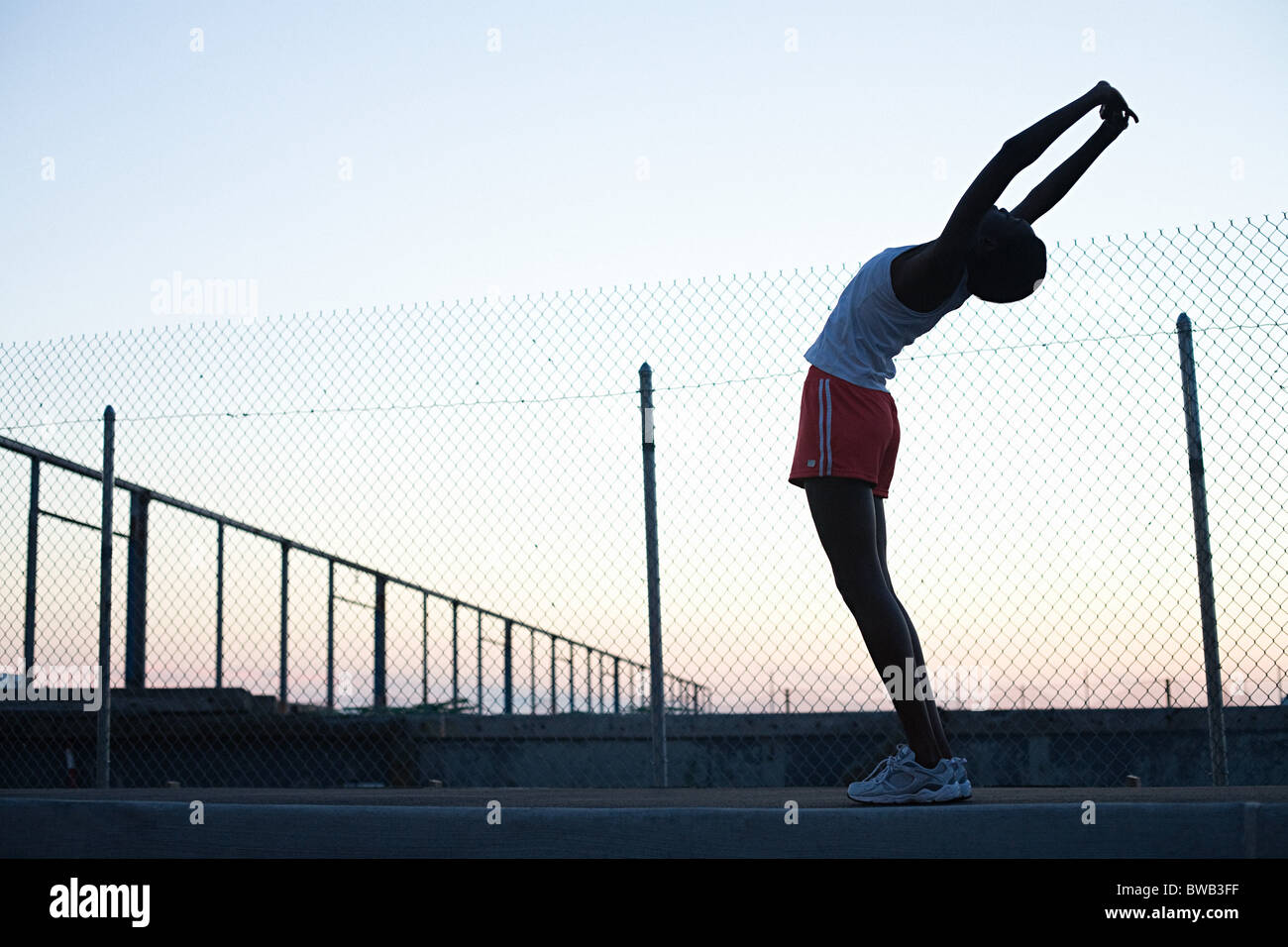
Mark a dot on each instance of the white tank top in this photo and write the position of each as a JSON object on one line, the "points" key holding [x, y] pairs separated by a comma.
{"points": [[870, 326]]}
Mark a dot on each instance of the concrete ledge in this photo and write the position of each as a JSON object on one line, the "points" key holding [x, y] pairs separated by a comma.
{"points": [[62, 828]]}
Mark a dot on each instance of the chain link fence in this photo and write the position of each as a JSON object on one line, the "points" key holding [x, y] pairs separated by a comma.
{"points": [[359, 540]]}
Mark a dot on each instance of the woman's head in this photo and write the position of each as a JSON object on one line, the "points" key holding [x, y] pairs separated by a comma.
{"points": [[1008, 261]]}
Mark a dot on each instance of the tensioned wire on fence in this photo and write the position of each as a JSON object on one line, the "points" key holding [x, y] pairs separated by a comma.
{"points": [[1041, 534]]}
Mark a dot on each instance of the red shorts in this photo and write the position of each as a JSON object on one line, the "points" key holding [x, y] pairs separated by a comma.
{"points": [[845, 431]]}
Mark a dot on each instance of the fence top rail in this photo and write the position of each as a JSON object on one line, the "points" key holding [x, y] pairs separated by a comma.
{"points": [[81, 470]]}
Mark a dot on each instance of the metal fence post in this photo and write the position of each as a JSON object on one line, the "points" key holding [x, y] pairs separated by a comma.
{"points": [[1203, 549], [657, 706], [509, 671], [29, 625], [456, 690], [103, 768], [281, 655], [219, 608], [554, 681], [137, 592], [378, 657], [330, 634]]}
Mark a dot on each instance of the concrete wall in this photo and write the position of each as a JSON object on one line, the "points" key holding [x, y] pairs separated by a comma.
{"points": [[235, 741]]}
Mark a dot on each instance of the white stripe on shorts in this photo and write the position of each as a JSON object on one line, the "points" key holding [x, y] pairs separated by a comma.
{"points": [[827, 382]]}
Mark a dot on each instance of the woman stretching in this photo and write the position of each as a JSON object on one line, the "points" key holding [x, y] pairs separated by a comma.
{"points": [[849, 431]]}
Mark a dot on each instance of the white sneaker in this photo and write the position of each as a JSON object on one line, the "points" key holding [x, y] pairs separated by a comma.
{"points": [[901, 779]]}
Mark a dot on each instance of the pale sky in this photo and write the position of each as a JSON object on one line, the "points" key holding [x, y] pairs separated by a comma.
{"points": [[518, 170]]}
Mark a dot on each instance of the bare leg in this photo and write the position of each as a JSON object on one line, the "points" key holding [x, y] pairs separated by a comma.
{"points": [[935, 723], [845, 515]]}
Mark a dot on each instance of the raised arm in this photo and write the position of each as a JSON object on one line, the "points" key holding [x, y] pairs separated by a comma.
{"points": [[1017, 154], [939, 268], [1057, 183]]}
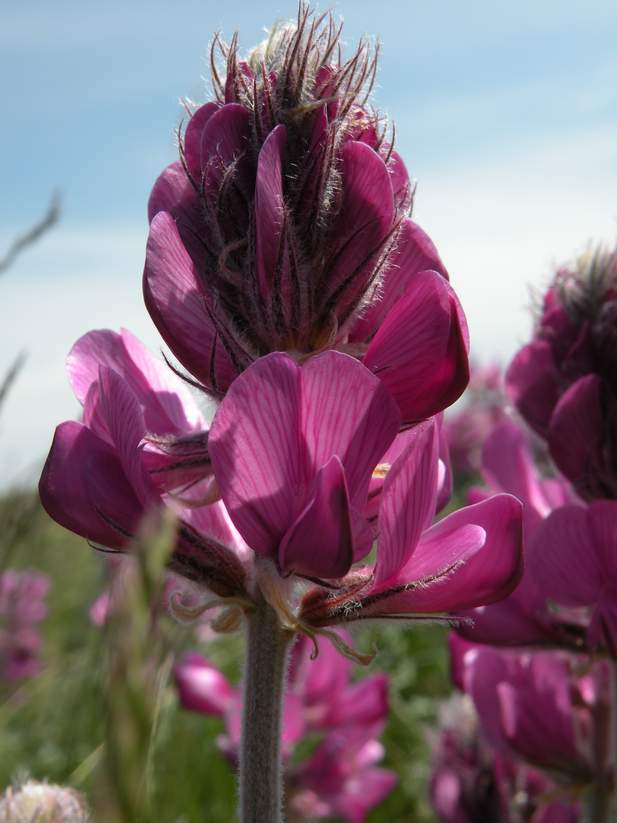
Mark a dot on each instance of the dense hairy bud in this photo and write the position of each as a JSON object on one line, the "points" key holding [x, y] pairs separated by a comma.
{"points": [[284, 225], [43, 803], [565, 381]]}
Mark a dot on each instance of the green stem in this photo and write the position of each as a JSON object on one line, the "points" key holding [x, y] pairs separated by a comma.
{"points": [[267, 646]]}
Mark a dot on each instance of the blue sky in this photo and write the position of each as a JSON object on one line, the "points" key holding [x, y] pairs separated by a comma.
{"points": [[506, 114]]}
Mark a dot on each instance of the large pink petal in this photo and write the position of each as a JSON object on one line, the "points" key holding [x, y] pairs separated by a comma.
{"points": [[125, 423], [565, 562], [327, 515], [470, 558], [420, 351], [177, 304], [576, 430], [415, 252], [363, 222], [167, 403], [346, 411], [256, 451], [84, 488], [532, 383], [408, 501]]}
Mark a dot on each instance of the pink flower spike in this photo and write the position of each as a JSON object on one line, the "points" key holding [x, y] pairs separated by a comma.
{"points": [[421, 349]]}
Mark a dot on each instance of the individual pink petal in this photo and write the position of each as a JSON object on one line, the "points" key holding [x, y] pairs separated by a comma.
{"points": [[326, 514], [415, 252], [358, 430], [269, 210], [566, 565], [196, 149], [576, 429], [167, 403], [420, 350], [408, 501], [216, 140], [531, 381], [177, 304], [603, 520], [125, 423], [256, 452], [172, 192], [201, 686], [365, 219], [470, 558], [78, 464]]}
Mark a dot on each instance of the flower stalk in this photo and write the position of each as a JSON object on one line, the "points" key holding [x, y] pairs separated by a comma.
{"points": [[261, 778]]}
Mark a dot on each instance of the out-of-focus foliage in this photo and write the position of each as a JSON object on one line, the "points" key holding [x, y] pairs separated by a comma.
{"points": [[53, 727]]}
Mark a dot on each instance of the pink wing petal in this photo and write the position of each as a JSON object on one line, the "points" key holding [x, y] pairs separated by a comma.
{"points": [[346, 411], [408, 501], [177, 303], [78, 463], [415, 252], [320, 541], [420, 350], [256, 451], [470, 558], [125, 423], [168, 404]]}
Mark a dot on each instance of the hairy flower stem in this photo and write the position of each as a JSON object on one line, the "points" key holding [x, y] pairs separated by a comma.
{"points": [[267, 646]]}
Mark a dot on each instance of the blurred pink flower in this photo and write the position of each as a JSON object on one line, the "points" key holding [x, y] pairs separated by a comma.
{"points": [[471, 782], [544, 707], [341, 777], [22, 609], [467, 428], [564, 382], [524, 618]]}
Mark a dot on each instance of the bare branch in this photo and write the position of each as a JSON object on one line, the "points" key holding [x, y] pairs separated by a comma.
{"points": [[30, 237]]}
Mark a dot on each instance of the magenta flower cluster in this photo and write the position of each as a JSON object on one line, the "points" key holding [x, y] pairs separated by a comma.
{"points": [[342, 720], [284, 275], [538, 667]]}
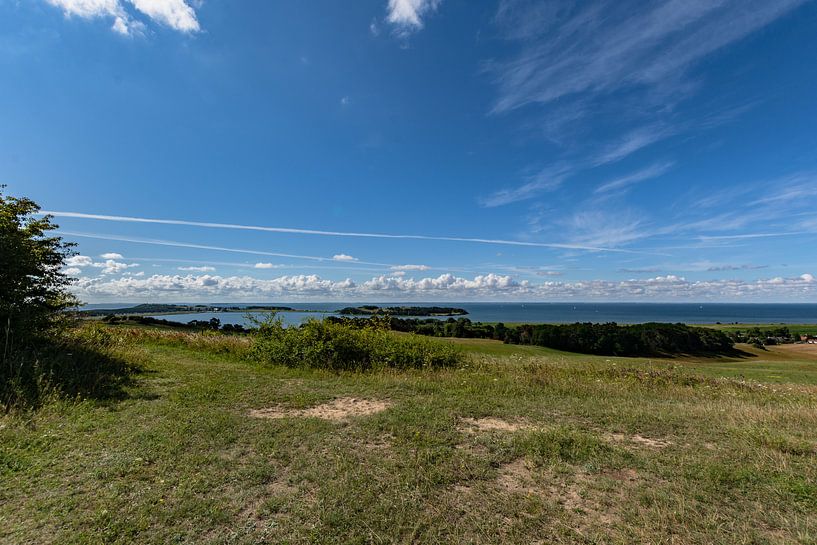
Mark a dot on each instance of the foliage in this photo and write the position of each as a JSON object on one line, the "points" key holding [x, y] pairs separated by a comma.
{"points": [[33, 288], [651, 339], [33, 295], [341, 346]]}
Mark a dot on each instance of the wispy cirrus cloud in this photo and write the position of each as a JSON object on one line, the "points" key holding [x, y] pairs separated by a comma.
{"points": [[614, 68], [624, 182], [176, 14], [574, 48], [298, 231]]}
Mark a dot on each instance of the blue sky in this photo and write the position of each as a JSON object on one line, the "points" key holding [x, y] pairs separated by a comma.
{"points": [[419, 150]]}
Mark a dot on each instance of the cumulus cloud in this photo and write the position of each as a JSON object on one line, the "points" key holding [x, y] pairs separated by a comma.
{"points": [[79, 261], [111, 266], [176, 14], [407, 15], [442, 287]]}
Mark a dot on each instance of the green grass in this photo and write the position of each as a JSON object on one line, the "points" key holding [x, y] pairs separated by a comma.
{"points": [[595, 450], [807, 329]]}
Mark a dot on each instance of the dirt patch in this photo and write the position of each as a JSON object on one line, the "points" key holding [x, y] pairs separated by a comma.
{"points": [[338, 409], [477, 425], [640, 440], [579, 493]]}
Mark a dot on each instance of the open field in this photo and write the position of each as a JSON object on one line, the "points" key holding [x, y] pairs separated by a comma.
{"points": [[520, 445], [808, 329]]}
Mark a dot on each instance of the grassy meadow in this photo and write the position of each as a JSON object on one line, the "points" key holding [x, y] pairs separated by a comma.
{"points": [[517, 444]]}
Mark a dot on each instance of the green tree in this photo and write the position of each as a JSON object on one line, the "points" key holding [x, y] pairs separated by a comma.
{"points": [[33, 286]]}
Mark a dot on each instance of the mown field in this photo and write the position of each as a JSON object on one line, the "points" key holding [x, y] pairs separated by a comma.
{"points": [[518, 445]]}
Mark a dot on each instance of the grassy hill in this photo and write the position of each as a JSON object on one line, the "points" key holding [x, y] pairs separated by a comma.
{"points": [[519, 445]]}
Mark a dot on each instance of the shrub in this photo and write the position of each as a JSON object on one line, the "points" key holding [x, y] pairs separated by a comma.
{"points": [[342, 347]]}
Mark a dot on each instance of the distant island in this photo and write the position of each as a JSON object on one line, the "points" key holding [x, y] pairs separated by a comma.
{"points": [[156, 308], [372, 310]]}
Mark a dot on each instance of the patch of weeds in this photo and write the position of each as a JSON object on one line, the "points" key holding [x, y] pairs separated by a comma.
{"points": [[782, 443]]}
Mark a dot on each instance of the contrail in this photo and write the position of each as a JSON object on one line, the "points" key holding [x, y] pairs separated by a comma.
{"points": [[176, 244], [290, 230], [207, 247]]}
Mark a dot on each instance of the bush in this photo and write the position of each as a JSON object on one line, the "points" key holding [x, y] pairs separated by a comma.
{"points": [[343, 347]]}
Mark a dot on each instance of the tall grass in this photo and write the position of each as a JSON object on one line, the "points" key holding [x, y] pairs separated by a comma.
{"points": [[341, 347], [70, 363]]}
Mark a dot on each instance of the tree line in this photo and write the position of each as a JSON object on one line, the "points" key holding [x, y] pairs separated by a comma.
{"points": [[610, 339]]}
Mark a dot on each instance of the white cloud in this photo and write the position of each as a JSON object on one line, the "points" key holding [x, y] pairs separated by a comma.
{"points": [[624, 182], [410, 268], [599, 48], [111, 266], [547, 179], [407, 15], [177, 14], [79, 261], [443, 287]]}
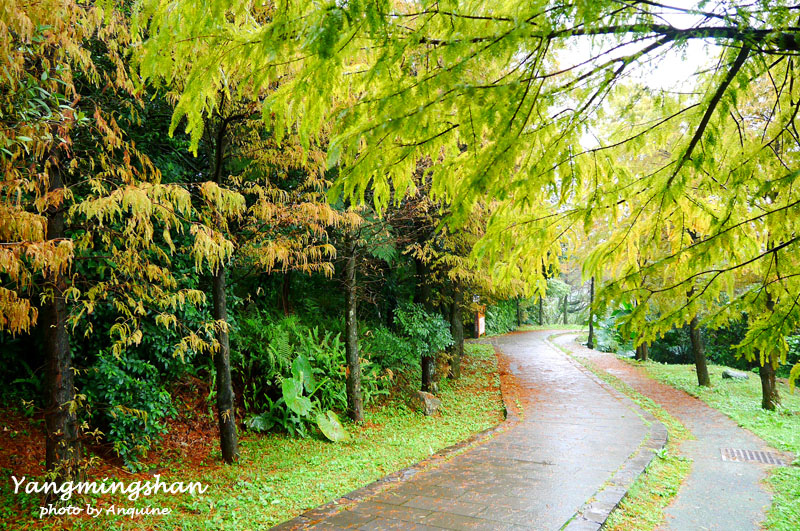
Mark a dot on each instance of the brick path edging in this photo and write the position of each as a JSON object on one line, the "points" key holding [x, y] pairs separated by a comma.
{"points": [[321, 512], [594, 513]]}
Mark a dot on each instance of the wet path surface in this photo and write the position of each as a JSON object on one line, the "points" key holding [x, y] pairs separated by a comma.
{"points": [[571, 438], [717, 494]]}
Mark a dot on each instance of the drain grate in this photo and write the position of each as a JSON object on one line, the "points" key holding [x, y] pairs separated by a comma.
{"points": [[745, 456]]}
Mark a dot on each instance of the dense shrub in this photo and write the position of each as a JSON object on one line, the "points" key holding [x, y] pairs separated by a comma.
{"points": [[389, 350], [269, 352], [674, 347], [427, 333], [128, 403]]}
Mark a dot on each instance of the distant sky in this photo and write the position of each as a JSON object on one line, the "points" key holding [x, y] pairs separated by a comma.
{"points": [[671, 71]]}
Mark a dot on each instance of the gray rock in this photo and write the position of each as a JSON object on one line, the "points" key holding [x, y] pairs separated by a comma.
{"points": [[428, 402], [735, 375]]}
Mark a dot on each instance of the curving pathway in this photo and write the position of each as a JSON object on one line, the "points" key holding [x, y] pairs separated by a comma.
{"points": [[575, 438], [717, 495]]}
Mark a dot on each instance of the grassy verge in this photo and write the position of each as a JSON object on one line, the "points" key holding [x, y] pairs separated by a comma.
{"points": [[741, 400], [280, 477], [642, 508]]}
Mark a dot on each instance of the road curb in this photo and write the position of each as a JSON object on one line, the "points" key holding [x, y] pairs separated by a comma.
{"points": [[593, 514]]}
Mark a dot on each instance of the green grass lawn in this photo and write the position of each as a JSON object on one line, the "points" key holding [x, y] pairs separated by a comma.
{"points": [[280, 477], [741, 400]]}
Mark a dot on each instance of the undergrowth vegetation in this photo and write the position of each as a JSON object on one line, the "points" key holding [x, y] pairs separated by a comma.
{"points": [[281, 476]]}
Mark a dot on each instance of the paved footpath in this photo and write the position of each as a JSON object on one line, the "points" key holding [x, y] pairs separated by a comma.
{"points": [[717, 494], [574, 435]]}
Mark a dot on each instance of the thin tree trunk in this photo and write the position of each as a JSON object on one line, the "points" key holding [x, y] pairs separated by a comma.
{"points": [[355, 406], [643, 352], [63, 450], [422, 296], [541, 311], [222, 360], [699, 356], [770, 398], [590, 340], [228, 438], [457, 330]]}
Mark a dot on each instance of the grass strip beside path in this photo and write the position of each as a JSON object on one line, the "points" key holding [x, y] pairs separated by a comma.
{"points": [[741, 401]]}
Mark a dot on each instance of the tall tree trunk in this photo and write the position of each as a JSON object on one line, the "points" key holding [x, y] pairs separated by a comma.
{"points": [[222, 360], [286, 285], [541, 311], [355, 406], [699, 356], [643, 352], [422, 296], [63, 449], [457, 330], [770, 398], [590, 341]]}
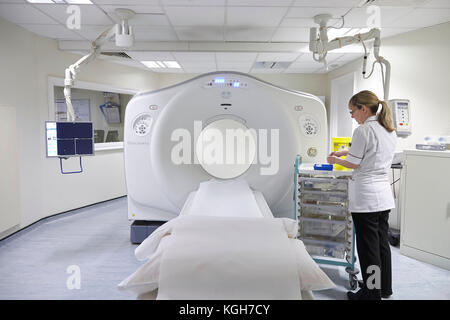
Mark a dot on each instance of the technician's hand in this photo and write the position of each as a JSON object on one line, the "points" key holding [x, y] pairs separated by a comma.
{"points": [[333, 154], [331, 159]]}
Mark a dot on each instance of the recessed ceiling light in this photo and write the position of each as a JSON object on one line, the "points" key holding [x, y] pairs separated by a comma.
{"points": [[40, 1], [172, 64], [150, 64], [79, 1], [160, 64]]}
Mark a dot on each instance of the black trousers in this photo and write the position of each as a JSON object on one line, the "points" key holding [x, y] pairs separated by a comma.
{"points": [[373, 248]]}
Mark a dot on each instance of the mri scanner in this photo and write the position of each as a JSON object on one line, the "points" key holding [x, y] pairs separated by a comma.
{"points": [[284, 123]]}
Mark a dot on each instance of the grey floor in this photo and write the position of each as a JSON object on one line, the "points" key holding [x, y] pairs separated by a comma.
{"points": [[34, 261]]}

TASK DIRECTIONS: Using the listing above, print the line containing "Mark a dot on each instance of the grey" and every line after it exactly, up to and including the last.

ANSWER TO THE EXERCISE:
Mark a dot on each instance of the grey floor in this photo and write the position of each as a JSON object on one line, the "points" key holding [x, y] pairs separated by a comma.
{"points": [[34, 261]]}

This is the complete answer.